**Instructions to follow:** Below are records; reproduce exactly the lines from the one that has "Every <instance> represents" through the one that has "194L238 210L109 190L130", ends included, and nothing more.

**Data supplied:**
- Opening Delimiter -

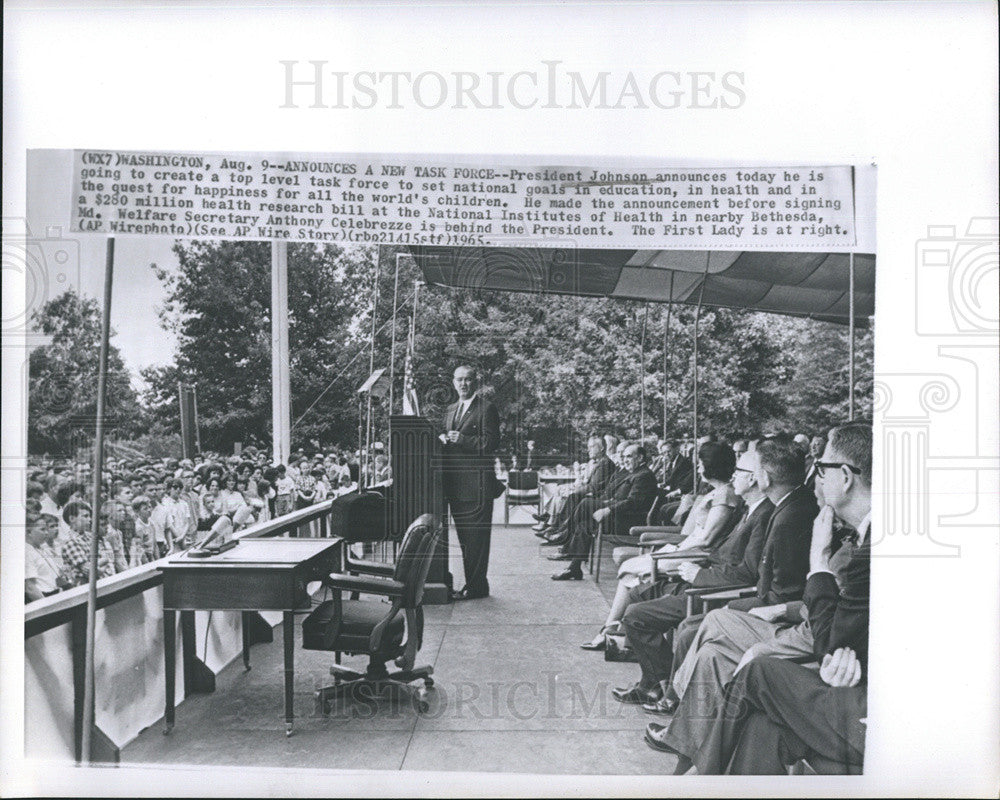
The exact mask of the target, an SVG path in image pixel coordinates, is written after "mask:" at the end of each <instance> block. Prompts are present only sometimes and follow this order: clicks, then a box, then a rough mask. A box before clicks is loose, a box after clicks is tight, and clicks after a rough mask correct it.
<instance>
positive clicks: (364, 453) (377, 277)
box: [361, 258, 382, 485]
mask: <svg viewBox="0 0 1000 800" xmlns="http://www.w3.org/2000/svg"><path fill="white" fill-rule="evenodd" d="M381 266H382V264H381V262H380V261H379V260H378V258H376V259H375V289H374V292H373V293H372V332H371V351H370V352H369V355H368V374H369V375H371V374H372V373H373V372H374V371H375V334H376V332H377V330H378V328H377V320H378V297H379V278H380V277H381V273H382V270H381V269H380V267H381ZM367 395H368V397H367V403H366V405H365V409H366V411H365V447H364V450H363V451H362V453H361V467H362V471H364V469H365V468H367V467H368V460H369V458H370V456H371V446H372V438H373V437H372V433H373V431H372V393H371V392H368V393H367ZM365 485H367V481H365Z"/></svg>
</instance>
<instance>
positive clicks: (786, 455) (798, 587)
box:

- Closing Delimiter -
- Opening Delimiter -

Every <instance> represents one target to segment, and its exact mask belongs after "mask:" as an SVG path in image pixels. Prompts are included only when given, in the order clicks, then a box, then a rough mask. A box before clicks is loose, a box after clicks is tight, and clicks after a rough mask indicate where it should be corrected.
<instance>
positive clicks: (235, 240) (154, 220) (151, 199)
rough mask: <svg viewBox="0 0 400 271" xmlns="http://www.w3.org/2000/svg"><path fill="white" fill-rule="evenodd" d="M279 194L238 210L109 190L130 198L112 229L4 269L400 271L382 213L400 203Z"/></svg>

- Closing Delimiter -
- Opening Delimiter -

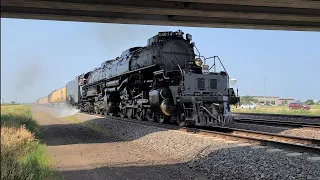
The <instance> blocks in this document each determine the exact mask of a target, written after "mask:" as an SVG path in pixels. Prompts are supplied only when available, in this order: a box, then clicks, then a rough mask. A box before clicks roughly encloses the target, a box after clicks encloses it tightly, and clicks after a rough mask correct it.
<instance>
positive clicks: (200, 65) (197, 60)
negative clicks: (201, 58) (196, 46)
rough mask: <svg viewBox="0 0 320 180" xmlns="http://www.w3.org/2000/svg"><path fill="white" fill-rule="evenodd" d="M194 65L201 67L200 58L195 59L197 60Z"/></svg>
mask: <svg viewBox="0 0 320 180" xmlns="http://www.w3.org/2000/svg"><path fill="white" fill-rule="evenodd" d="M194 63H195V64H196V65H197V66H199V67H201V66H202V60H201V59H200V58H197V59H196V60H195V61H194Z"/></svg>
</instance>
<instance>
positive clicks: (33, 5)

- Closing Delimiter -

**Solution below:**
Every <instance> represents one target to segment, and its exact mask belongs after "mask:" as an SVG path in image pixels. Prompts are included only when given, in the order clicks, then a box, then a rough mask. A box before clicks is loose, a box after clicks is tight, and clicks after a rough mask indicate where it should be corrected.
<instance>
positive clicks: (235, 240) (154, 220) (151, 199)
rough mask: <svg viewBox="0 0 400 271" xmlns="http://www.w3.org/2000/svg"><path fill="white" fill-rule="evenodd" d="M279 194L238 210L109 190L130 198L112 229L4 269L400 271L382 213L400 203Z"/></svg>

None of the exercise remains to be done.